### Ваши задания
- 1) Кратко перескажите абзац интервью о «Дикой мяте», который начинается словами «Музыкальный фестиваль «Дикая мята» пришлось отменить». Основные факты сохраните.
- 2) Во сколько обошелся перенос фестиваля на 2021 год, судя по интервью о «Дикой мяте»?

### Извлеченный текст
▶

Разобраться • 24 июня 2021

«Фестиваль отменили, когда клининг уже подметал дорожки» — эмоциональное интервью с продюсером «Дикой мяты»

«Фестиваль отменили, когда клининг уже подметал дорожки» эмоциональное интервью с продюсером «Дикой мяты»

Текст: Джейхун Мамедов

Фото: Марк Боярский для Inc. Russia


Музыкальный фестиваль «Дикая мята» пришлось отменить за 7 часов до его начала. Причина — запрет губернатора Тульской области, который из-за ухудшения ситуации с коронавирусом запретил все массовые развлекательные мероприятия в регионе. И тут случилось неожиданное: вместо претензий к организаторам партнеры и зрители фестиваля запустили акции в его поддержку, а музыканты пообещали выступить в следующем году за символический рубль. Мы поговорили с продюсером «Дикой мяты» Андреем Клюкиным и узнали, что чувствует человек, потерявший 96 млн руб., но не утративший веру в человечество.

«Вопрос отмены и переноса даже не обсуждался»

— Почему вы не провели фестиваль в прошлом году? Не стали рисковать?

— В прошлом году мы одними из первых перенесли фестиваль на 2021 год. Нам показалось некорректным проводить его, потому что была совершенно новая история с пандемией: никто не понимал, как лечиться и как прививаться. Мы в первую очередь не хотели рисковать жизнями людей. При этом несколько других фестивалей успели тогда проскочить.

Перенос нам обошелся в 18 млн руб. Мы были уверены, что в этом году восстановим ущерб и выйдем в ноль.

◀

### Исследуемые данные
▶

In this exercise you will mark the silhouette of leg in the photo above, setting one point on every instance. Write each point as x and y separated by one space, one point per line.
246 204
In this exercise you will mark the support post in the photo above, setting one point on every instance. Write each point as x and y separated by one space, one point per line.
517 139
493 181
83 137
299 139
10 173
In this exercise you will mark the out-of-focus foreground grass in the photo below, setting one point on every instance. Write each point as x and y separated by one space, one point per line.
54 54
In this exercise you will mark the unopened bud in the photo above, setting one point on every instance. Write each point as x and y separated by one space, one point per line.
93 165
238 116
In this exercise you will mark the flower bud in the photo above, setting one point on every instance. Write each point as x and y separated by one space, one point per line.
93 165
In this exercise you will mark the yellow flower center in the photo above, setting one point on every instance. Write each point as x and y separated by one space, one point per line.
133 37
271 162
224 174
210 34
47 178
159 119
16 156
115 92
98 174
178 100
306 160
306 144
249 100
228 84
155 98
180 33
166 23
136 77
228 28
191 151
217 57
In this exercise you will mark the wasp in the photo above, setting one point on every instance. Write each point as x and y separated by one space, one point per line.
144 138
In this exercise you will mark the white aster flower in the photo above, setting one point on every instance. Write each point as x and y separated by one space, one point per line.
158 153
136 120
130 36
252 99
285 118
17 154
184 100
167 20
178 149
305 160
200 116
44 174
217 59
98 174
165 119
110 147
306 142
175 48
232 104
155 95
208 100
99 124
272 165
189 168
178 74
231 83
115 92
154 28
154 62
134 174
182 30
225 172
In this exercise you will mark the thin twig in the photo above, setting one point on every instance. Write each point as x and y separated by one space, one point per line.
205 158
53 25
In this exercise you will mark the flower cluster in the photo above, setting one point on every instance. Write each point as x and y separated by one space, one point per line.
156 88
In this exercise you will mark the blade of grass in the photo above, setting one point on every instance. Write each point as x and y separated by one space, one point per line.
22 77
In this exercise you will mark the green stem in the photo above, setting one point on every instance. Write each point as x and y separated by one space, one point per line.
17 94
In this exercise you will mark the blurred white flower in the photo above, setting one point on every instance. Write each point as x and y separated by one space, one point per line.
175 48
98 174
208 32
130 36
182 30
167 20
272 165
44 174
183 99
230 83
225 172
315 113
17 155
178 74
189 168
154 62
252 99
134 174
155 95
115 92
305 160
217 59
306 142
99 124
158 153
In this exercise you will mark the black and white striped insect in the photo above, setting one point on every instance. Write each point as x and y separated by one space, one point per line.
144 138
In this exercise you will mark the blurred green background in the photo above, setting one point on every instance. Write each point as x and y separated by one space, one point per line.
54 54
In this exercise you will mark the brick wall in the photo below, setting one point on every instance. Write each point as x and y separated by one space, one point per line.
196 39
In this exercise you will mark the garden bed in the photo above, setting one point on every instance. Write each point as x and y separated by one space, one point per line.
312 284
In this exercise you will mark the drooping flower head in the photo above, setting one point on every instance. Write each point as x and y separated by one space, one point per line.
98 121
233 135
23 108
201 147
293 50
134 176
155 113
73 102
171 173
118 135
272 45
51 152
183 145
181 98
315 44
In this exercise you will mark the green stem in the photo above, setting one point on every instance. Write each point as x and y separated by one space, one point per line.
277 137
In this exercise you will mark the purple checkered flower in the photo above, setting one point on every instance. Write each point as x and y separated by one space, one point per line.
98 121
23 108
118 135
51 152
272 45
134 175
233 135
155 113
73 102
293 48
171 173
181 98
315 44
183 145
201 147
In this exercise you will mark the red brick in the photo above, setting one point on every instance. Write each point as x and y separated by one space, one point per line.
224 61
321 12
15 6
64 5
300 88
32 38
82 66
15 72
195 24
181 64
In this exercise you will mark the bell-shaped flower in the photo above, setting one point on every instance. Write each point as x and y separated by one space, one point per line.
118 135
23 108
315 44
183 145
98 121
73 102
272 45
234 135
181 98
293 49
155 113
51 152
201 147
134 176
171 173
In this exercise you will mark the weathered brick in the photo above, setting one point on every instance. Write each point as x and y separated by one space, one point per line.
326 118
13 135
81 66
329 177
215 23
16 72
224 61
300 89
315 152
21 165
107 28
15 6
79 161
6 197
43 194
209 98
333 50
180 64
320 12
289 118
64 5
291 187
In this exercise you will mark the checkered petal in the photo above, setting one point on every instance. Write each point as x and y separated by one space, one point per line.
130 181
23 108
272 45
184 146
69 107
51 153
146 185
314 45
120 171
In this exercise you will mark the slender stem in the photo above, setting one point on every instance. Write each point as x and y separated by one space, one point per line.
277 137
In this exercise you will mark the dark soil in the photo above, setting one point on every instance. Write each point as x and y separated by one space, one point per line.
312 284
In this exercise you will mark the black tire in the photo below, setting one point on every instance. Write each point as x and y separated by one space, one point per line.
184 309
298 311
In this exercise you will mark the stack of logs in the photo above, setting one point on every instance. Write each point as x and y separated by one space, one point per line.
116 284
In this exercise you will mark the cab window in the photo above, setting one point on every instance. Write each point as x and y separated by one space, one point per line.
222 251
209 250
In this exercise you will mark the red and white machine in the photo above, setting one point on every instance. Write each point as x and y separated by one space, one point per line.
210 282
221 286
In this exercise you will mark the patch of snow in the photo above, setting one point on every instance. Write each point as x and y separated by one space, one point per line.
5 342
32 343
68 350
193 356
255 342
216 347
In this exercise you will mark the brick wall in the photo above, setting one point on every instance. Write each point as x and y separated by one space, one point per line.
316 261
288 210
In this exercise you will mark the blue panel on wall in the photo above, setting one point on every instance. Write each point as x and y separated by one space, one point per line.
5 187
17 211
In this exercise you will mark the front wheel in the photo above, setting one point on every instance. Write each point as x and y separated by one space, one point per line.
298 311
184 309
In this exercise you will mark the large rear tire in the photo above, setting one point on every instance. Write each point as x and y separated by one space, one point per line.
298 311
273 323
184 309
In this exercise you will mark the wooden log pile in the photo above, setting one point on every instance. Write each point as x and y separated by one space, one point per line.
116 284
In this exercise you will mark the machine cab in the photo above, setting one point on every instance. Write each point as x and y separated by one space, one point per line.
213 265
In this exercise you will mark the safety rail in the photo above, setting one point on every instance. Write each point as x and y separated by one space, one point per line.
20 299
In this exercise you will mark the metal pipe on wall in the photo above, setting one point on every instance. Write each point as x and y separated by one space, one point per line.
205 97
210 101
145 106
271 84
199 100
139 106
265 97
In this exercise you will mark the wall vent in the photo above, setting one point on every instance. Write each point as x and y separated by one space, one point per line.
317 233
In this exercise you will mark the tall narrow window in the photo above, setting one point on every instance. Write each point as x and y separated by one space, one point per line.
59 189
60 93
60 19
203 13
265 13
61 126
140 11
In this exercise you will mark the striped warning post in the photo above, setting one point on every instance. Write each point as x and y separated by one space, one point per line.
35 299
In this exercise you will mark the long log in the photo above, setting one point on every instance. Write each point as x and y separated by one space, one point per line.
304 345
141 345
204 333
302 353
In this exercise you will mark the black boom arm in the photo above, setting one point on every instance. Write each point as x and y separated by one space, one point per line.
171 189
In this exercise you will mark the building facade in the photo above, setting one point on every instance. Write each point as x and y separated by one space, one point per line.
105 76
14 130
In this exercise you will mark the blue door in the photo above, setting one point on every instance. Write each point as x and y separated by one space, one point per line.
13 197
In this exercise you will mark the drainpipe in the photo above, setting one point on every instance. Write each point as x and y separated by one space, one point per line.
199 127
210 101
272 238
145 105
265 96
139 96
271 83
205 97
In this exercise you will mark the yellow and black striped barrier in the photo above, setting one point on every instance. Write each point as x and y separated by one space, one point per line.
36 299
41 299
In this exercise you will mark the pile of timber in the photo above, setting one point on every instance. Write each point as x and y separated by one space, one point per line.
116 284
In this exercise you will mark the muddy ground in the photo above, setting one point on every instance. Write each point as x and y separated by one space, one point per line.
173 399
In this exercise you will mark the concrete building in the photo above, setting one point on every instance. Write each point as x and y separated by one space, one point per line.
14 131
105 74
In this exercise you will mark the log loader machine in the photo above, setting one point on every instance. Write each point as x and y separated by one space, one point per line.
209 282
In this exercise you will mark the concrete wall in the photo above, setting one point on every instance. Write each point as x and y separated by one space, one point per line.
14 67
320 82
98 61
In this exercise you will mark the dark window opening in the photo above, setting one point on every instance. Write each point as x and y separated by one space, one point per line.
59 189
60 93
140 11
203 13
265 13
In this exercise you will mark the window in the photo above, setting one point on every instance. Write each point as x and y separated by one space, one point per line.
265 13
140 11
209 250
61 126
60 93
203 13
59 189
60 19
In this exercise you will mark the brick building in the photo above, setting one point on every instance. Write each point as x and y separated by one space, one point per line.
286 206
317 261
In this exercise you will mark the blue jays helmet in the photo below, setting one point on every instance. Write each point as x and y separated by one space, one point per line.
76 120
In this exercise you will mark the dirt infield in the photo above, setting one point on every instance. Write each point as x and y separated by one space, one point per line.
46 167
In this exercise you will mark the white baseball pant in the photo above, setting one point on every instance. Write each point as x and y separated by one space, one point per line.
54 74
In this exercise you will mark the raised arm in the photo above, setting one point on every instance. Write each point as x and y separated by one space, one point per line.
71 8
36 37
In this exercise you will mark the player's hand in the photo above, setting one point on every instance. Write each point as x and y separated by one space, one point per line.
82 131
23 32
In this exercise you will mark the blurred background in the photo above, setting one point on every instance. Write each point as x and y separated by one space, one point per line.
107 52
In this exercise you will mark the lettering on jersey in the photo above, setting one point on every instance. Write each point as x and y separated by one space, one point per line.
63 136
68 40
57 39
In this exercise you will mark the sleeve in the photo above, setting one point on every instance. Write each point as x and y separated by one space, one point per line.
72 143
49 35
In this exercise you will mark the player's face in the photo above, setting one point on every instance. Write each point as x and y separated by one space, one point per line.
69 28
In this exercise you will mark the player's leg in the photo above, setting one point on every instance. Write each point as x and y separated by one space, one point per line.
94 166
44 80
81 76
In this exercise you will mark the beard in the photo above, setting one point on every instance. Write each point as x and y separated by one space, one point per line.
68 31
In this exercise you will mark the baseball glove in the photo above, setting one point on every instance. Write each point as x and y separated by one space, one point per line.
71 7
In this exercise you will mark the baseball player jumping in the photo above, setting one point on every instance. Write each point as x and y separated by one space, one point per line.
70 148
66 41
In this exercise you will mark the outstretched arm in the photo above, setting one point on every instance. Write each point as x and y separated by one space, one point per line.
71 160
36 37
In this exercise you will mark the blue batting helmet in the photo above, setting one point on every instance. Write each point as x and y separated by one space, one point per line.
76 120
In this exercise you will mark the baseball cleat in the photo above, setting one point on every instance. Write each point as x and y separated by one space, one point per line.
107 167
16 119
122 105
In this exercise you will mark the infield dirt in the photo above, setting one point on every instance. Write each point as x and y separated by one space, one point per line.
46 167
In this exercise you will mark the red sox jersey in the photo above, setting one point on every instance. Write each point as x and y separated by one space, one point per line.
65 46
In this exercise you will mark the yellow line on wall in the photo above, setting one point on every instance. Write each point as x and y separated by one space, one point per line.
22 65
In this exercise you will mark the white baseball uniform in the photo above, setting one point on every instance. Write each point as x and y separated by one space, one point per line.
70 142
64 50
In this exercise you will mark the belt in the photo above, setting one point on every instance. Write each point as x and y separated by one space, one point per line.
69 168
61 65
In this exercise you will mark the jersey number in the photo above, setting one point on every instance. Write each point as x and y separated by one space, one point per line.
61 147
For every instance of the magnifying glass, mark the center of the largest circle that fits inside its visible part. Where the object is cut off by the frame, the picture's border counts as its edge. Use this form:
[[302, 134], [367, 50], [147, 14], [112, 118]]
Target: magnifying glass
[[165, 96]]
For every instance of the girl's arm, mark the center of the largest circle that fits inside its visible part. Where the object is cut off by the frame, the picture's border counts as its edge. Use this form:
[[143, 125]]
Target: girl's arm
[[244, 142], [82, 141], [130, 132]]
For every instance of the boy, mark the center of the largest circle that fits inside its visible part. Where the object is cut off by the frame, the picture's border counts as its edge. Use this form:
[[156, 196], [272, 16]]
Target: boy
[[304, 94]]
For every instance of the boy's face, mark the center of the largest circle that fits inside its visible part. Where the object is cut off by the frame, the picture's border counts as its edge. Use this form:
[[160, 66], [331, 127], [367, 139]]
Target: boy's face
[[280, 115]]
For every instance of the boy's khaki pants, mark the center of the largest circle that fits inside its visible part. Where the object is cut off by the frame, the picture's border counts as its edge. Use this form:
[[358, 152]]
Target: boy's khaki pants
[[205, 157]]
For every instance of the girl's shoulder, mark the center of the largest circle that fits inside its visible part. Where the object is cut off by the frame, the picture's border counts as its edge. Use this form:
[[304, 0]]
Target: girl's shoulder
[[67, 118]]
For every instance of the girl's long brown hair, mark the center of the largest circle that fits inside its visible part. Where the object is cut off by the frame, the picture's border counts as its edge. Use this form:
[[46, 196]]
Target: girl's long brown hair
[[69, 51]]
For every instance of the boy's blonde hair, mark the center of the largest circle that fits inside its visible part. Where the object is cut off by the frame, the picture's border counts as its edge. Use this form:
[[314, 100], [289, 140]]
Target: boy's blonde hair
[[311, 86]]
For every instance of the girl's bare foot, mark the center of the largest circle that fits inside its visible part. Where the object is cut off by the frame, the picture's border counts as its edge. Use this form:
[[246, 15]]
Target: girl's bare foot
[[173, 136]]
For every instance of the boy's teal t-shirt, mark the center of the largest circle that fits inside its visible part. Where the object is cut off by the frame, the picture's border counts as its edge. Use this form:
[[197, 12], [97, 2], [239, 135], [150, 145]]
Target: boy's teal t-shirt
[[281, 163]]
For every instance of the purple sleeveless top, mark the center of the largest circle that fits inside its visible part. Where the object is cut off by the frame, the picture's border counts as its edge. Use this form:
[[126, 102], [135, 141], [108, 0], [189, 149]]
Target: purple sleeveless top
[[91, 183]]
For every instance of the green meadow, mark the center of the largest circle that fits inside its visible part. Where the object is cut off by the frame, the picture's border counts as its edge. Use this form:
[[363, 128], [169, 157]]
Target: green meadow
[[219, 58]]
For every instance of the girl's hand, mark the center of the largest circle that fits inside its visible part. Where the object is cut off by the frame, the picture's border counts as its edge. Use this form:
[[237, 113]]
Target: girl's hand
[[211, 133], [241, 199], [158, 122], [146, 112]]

◀

### Ответы по заданиям
- 1) Фестиваль «Дикая мята» отменили за 7 часов до начала. Губернатор Тульской области запретил в регионе все массовые развлекательные мероприятия из-за ухудшения ситуации с коронавирусом. Партнеры и зрители не стали предъявлять претензии организаторам, а запустили акции в поддержку фестиваля. Музыканты пообещали выступить в следующем году за символический рубль. Продюсер Андрей Клюкин потерял 96 млн руб., но не утратил веру в человечество.

- 2) В 18 млн руб.